> [Given records]
————————
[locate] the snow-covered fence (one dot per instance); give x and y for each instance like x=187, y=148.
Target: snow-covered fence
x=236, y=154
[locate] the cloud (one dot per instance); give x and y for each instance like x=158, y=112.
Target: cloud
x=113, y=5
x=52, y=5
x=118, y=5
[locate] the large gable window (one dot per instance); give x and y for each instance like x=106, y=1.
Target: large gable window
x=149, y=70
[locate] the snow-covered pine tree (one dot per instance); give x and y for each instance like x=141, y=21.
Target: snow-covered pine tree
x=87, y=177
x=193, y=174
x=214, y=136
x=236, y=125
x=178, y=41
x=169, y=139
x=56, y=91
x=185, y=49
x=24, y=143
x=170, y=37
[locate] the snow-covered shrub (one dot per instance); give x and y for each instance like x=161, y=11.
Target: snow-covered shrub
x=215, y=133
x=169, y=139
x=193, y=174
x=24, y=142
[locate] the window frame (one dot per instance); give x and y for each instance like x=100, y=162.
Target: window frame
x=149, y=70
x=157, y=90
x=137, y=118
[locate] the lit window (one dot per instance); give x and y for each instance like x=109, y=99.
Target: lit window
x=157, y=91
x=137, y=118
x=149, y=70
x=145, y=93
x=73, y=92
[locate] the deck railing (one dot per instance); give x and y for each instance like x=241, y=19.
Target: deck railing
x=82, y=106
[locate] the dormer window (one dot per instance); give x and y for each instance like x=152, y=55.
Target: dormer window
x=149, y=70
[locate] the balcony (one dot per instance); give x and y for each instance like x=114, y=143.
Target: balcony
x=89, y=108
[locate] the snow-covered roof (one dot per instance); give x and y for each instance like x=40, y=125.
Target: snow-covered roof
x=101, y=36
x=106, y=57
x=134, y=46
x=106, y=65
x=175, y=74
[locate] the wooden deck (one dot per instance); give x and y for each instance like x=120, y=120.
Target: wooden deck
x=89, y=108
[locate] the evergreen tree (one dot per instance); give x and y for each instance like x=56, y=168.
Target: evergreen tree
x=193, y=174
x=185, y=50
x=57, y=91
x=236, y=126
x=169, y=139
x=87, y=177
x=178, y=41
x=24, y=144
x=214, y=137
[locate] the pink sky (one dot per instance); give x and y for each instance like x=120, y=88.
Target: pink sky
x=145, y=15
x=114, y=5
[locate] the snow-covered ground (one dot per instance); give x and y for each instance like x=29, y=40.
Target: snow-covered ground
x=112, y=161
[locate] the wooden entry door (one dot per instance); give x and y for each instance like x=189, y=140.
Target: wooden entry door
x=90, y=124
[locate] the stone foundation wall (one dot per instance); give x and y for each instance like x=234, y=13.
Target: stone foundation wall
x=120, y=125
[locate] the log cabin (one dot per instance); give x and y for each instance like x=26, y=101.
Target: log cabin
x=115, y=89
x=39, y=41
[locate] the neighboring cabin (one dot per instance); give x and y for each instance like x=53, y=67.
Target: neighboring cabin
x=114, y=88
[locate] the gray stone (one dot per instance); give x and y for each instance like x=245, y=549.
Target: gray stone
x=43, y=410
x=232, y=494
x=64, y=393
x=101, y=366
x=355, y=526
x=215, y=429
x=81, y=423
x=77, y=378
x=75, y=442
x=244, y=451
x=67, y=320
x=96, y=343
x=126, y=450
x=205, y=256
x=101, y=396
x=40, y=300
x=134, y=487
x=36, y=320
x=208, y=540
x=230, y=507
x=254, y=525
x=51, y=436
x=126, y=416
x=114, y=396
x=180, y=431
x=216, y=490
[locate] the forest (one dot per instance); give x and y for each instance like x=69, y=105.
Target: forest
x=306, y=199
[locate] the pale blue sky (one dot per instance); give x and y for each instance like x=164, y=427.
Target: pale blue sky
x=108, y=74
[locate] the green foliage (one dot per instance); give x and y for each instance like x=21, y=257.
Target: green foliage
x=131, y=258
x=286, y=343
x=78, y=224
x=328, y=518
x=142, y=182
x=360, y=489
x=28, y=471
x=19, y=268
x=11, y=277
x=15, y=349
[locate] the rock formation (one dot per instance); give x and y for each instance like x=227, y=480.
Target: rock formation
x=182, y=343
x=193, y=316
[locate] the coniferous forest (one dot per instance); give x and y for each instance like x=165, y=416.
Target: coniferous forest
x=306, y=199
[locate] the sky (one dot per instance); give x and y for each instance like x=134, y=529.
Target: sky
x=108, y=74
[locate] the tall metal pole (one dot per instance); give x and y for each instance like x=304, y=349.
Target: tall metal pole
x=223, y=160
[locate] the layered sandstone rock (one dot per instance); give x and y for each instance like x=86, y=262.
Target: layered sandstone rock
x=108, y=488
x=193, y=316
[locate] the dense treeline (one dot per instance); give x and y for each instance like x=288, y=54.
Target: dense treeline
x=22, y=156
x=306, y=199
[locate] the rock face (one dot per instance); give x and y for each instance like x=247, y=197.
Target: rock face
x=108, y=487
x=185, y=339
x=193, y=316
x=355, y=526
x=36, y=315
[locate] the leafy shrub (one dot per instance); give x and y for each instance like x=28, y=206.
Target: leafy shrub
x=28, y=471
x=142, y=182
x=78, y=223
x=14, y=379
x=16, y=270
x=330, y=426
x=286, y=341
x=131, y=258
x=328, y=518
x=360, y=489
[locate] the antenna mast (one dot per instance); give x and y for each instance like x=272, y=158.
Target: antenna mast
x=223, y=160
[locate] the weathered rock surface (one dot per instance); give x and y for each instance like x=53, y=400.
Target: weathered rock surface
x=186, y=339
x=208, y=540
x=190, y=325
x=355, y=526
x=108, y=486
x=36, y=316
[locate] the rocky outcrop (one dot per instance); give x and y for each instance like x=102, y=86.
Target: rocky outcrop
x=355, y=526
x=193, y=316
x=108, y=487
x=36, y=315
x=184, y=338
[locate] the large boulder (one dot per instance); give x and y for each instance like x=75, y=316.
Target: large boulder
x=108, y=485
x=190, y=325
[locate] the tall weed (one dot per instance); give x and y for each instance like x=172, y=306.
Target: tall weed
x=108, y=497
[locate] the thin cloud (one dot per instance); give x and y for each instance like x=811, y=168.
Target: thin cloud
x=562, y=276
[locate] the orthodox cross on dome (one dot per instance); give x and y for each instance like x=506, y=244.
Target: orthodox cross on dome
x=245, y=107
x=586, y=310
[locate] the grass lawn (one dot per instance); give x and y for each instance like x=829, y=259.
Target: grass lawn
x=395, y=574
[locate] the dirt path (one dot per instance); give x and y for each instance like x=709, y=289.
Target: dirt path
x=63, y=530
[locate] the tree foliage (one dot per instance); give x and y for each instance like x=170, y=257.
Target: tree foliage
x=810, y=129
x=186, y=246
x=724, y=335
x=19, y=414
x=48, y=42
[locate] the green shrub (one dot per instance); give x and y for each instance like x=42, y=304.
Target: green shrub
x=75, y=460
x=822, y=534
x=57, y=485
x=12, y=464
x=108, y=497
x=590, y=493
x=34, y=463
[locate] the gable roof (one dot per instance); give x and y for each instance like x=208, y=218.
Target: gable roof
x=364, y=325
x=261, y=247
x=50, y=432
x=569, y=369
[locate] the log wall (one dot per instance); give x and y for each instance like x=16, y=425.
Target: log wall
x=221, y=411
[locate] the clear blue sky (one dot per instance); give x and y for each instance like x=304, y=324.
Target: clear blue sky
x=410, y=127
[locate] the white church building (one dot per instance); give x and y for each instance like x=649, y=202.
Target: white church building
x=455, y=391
————————
> [Task details] Recast the stretch from the line containing "[locate] the grass" through the end of the records as a JSON list of strings, one per line, leaving out blank lines.

> [Written response]
[
  "[locate] the grass lawn (one dot per instance); give x and y for each instance like x=829, y=259.",
  "Target: grass lawn",
  "x=395, y=574",
  "[locate] the dirt path (one dot per instance); give x and y for each instance like x=709, y=289.",
  "Target: dirt path",
  "x=63, y=530",
  "[locate] the tree foliage (one dot per instance); give x and y for each instance like x=170, y=257.",
  "Target: tree foliage",
  "x=810, y=129",
  "x=186, y=246",
  "x=724, y=335",
  "x=19, y=414",
  "x=48, y=42",
  "[locate] the green shrub (one dot per instance); give x and y for each instance like x=42, y=304.",
  "Target: green shrub",
  "x=75, y=460",
  "x=822, y=534",
  "x=57, y=485",
  "x=12, y=464",
  "x=108, y=497",
  "x=590, y=493",
  "x=34, y=463",
  "[locate] the gable roof (one dot per instance); give x and y for each instance like x=208, y=218.",
  "Target: gable roof",
  "x=364, y=325",
  "x=261, y=247",
  "x=50, y=432",
  "x=569, y=369",
  "[locate] the log wall (one dot per instance); give x and y for each instance like x=16, y=425.",
  "Target: log wall",
  "x=221, y=411",
  "[locate] the clear blue sky (one dot per instance); give x and y for each instance like x=304, y=324.",
  "Target: clear blue sky",
  "x=410, y=127",
  "[locate] the white church building (one dot per instance); give x and y for each instance like x=649, y=202.",
  "Target: white church building",
  "x=455, y=391"
]